## TASK GOAL
From the line with "Objective — one point per instance of the yellow" through the final line, please write out the listing exactly, including both of those lines.

[Rows from a pointing dataset]

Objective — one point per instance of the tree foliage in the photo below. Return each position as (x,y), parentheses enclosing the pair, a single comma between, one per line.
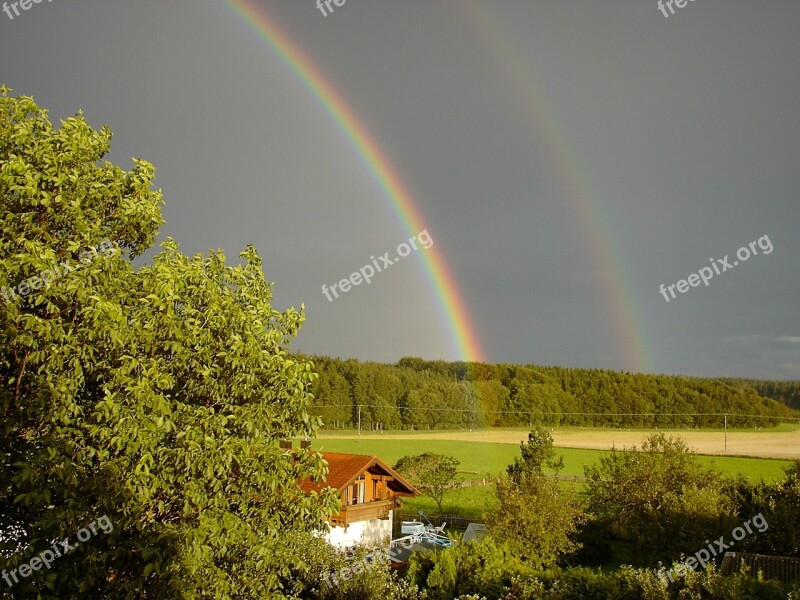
(155,396)
(537,453)
(434,474)
(419,394)
(659,496)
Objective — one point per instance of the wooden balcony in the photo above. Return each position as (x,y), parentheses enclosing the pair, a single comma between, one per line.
(379,509)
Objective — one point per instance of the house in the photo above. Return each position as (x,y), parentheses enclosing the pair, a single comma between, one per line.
(370,492)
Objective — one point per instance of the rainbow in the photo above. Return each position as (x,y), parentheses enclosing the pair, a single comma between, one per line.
(626,319)
(451,303)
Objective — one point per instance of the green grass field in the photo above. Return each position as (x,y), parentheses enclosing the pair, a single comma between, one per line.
(487,459)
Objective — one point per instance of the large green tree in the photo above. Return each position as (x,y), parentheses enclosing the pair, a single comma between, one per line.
(659,496)
(155,396)
(433,473)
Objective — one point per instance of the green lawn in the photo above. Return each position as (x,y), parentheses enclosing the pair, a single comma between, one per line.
(485,459)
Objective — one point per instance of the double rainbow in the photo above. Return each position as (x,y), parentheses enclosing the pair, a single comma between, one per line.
(452,307)
(451,303)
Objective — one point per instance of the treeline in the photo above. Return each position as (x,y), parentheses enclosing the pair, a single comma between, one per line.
(421,394)
(787,392)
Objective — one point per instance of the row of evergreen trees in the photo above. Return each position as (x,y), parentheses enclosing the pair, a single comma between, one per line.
(420,394)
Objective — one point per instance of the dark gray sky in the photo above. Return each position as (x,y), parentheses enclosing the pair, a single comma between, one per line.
(568,157)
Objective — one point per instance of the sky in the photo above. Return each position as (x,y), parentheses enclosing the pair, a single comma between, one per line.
(565,159)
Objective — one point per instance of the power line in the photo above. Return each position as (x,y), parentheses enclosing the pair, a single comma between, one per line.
(562,414)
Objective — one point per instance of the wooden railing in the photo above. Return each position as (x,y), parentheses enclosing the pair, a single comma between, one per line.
(363,512)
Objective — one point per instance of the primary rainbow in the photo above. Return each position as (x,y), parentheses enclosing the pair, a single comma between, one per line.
(451,303)
(627,322)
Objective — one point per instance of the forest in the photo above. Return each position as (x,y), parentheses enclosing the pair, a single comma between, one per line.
(421,394)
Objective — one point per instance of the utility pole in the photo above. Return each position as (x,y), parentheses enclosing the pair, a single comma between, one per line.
(726,433)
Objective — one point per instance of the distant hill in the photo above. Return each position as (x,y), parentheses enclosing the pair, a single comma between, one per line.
(420,394)
(787,392)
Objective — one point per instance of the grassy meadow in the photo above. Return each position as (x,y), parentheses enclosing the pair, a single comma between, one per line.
(484,459)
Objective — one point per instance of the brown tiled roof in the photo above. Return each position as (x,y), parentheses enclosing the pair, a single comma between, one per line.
(772,567)
(343,469)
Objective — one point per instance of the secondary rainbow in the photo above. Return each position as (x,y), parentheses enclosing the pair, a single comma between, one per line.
(452,306)
(631,347)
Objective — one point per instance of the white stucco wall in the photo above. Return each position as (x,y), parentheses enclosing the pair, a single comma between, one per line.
(372,533)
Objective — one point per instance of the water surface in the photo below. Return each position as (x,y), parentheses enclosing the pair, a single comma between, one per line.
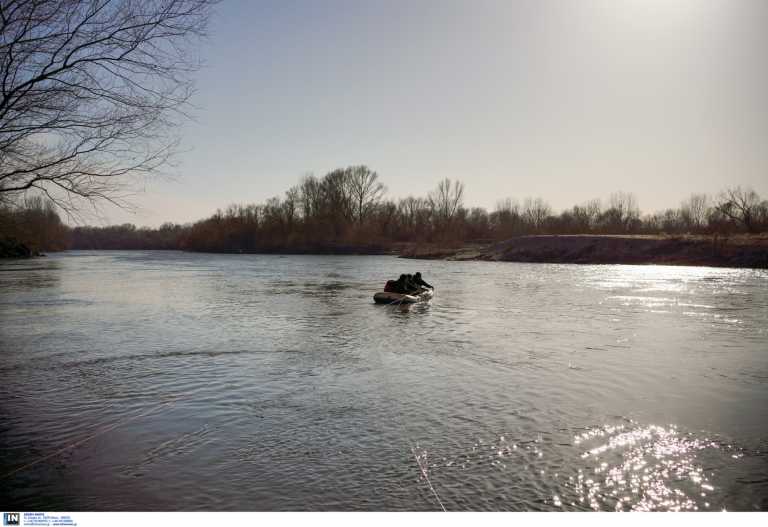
(175,381)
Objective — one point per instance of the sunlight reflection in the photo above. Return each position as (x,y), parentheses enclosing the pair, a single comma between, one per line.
(647,468)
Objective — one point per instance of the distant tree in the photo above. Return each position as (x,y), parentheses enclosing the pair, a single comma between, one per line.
(365,191)
(445,201)
(622,215)
(90,91)
(740,206)
(535,212)
(693,211)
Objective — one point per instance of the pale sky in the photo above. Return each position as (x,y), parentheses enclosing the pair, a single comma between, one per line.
(567,100)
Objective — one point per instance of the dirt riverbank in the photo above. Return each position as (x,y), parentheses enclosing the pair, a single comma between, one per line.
(750,251)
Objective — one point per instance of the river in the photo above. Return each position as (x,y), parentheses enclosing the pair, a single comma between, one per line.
(179,381)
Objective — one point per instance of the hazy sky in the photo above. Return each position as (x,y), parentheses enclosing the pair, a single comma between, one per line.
(567,100)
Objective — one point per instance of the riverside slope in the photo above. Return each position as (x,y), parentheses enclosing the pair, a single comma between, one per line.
(715,251)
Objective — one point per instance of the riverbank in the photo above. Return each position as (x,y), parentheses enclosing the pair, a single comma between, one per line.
(743,251)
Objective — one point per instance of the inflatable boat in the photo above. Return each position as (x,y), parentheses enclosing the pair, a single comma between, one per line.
(384,297)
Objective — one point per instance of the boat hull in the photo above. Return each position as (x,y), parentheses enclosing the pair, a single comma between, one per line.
(385,297)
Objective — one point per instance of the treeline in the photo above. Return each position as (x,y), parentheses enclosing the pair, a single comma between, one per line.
(347,211)
(31,227)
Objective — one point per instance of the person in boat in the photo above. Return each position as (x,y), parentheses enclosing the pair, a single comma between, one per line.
(411,286)
(397,286)
(420,281)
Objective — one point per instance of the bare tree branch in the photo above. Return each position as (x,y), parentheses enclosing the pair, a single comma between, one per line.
(90,91)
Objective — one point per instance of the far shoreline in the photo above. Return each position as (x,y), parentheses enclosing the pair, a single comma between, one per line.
(740,251)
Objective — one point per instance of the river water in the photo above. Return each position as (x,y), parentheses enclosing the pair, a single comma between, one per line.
(176,381)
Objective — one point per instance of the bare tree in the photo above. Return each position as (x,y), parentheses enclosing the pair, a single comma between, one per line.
(89,91)
(693,211)
(740,206)
(535,212)
(365,191)
(446,200)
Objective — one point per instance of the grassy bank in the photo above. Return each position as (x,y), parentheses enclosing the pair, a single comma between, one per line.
(746,251)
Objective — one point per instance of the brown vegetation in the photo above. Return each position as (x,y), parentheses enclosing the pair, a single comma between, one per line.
(346,212)
(744,250)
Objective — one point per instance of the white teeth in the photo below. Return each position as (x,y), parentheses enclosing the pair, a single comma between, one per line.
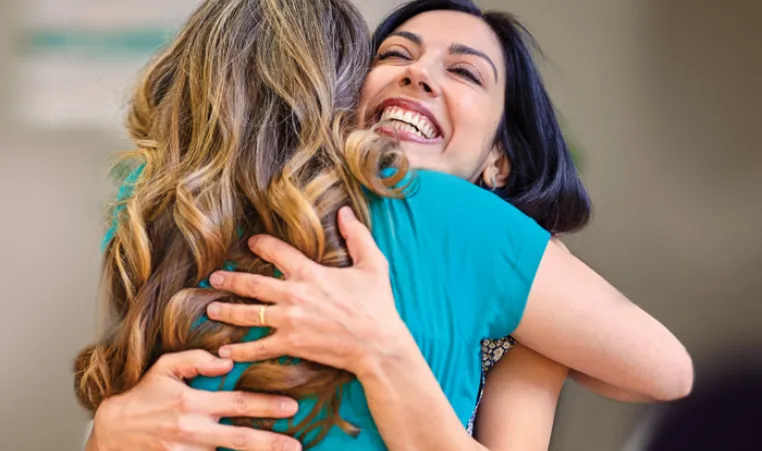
(410,121)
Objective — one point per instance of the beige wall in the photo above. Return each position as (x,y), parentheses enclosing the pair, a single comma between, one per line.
(663,97)
(660,95)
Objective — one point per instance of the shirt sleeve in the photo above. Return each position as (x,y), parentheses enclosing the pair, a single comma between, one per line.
(124,193)
(490,250)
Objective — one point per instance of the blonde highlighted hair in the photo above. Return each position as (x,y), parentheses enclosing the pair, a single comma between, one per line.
(243,125)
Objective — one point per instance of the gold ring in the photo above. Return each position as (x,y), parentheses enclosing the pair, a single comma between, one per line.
(261,315)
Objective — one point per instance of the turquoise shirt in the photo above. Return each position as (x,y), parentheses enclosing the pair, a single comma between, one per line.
(462,262)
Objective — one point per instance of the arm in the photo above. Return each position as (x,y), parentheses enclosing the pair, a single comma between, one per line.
(519,402)
(318,315)
(162,413)
(576,318)
(597,386)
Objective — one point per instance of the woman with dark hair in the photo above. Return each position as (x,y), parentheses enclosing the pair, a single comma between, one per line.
(454,108)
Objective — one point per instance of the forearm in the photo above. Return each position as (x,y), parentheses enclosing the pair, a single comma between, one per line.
(607,390)
(409,408)
(576,318)
(519,403)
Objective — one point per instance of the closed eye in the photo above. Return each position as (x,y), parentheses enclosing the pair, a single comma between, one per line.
(466,73)
(392,54)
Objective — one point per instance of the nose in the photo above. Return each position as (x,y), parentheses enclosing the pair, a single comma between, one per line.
(417,77)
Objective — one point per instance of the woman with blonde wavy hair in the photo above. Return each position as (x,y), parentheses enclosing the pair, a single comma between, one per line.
(243,127)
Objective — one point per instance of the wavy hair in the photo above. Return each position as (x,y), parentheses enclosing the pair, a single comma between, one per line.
(243,125)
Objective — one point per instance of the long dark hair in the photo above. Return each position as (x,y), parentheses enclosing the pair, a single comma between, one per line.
(544,182)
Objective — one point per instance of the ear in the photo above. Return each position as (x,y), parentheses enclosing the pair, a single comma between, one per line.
(498,168)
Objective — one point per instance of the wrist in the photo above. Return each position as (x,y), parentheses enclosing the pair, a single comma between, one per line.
(97,440)
(394,348)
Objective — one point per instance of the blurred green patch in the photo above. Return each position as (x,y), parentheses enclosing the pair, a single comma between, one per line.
(100,43)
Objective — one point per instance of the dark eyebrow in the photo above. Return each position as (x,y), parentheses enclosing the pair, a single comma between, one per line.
(408,35)
(460,49)
(455,49)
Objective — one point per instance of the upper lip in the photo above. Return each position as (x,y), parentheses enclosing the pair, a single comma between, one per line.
(410,105)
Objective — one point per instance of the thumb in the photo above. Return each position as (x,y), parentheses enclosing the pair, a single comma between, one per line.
(360,244)
(189,364)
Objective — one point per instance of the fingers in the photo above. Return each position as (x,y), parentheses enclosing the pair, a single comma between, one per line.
(360,243)
(189,364)
(240,404)
(248,439)
(246,315)
(285,257)
(255,286)
(266,348)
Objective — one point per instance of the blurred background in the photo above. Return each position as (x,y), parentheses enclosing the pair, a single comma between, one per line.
(662,99)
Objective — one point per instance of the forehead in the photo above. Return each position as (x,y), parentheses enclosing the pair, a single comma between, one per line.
(444,28)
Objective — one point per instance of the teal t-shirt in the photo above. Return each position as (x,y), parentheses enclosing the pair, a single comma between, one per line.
(462,262)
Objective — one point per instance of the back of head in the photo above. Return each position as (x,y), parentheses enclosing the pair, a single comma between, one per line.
(242,126)
(544,182)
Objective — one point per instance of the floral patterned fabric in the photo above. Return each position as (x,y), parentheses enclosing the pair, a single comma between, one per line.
(492,352)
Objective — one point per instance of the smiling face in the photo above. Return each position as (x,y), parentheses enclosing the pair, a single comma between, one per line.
(438,84)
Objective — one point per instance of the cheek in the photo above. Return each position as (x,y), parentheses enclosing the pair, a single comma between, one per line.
(374,84)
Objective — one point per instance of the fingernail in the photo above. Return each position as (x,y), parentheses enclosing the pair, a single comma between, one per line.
(289,406)
(288,445)
(346,213)
(216,279)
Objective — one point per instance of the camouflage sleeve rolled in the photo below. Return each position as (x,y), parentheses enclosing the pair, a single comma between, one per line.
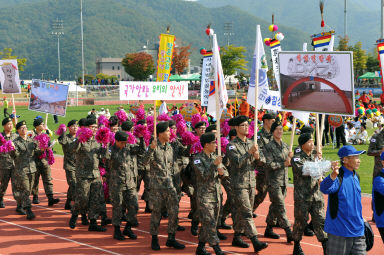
(375,147)
(236,158)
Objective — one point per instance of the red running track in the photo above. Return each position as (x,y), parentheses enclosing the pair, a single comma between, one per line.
(49,233)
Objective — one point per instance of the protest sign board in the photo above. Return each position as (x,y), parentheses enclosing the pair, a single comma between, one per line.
(48,97)
(138,90)
(317,82)
(9,76)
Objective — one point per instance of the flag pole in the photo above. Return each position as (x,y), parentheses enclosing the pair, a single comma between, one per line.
(256,83)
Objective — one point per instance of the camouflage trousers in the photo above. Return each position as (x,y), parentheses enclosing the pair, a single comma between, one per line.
(262,189)
(5,177)
(208,216)
(277,209)
(243,201)
(302,210)
(71,181)
(45,172)
(122,200)
(23,187)
(158,199)
(143,176)
(89,198)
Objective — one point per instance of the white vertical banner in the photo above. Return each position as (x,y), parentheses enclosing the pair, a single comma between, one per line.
(205,78)
(218,78)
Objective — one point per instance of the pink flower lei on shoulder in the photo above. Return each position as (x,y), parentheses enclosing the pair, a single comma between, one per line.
(43,140)
(6,146)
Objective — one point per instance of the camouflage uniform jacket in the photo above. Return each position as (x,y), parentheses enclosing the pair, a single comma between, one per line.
(24,155)
(207,178)
(305,187)
(375,146)
(88,157)
(242,164)
(274,156)
(68,143)
(121,164)
(162,162)
(6,161)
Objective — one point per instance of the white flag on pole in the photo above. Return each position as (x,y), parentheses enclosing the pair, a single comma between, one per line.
(217,76)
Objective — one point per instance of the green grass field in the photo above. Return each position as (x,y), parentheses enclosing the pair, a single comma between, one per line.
(79,112)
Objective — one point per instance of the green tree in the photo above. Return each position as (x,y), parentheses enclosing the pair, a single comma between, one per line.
(6,53)
(233,59)
(138,65)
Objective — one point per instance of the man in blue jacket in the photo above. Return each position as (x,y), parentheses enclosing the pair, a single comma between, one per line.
(344,221)
(378,199)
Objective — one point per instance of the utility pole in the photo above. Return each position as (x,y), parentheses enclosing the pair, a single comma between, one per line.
(228,31)
(58,27)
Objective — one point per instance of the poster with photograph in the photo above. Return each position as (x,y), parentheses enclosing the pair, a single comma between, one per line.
(9,76)
(319,82)
(48,97)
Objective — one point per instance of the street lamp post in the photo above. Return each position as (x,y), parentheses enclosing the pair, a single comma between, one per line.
(58,28)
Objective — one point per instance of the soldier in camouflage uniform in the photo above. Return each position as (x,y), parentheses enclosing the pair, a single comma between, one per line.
(243,154)
(26,149)
(43,169)
(122,187)
(264,136)
(307,196)
(89,190)
(208,192)
(160,156)
(6,164)
(277,158)
(68,142)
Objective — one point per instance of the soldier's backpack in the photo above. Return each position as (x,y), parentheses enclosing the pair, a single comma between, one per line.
(379,200)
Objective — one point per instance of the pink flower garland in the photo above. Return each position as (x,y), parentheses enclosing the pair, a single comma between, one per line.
(84,134)
(102,120)
(61,130)
(225,128)
(43,140)
(103,136)
(6,145)
(121,115)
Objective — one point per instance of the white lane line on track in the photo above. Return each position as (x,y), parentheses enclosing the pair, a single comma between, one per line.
(60,237)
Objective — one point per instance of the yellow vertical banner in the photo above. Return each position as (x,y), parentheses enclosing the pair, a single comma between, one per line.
(164,62)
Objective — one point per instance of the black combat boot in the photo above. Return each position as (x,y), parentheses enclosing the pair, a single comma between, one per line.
(194,228)
(155,243)
(68,205)
(218,250)
(30,214)
(35,200)
(270,234)
(128,232)
(221,236)
(52,201)
(118,235)
(94,227)
(257,245)
(171,242)
(238,242)
(288,232)
(72,221)
(20,210)
(223,225)
(200,250)
(84,220)
(297,249)
(324,244)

## ANSWER TO THE EXERCISE
Objective — one point per instance of the yellow vertical banner in the photo above. Return each position as (x,y), parentheses enclosing the pair, a single comma between, one per line.
(164,62)
Objective — one point per instance of the black combat boot in the photo above. Return each position as (x,y), parentheses enclosing the pair, a single comma between, one per line.
(194,228)
(155,243)
(68,205)
(218,250)
(30,214)
(35,200)
(270,234)
(128,232)
(221,236)
(52,201)
(118,235)
(94,227)
(257,245)
(171,242)
(238,242)
(288,232)
(72,221)
(20,210)
(223,225)
(200,250)
(84,220)
(297,249)
(324,244)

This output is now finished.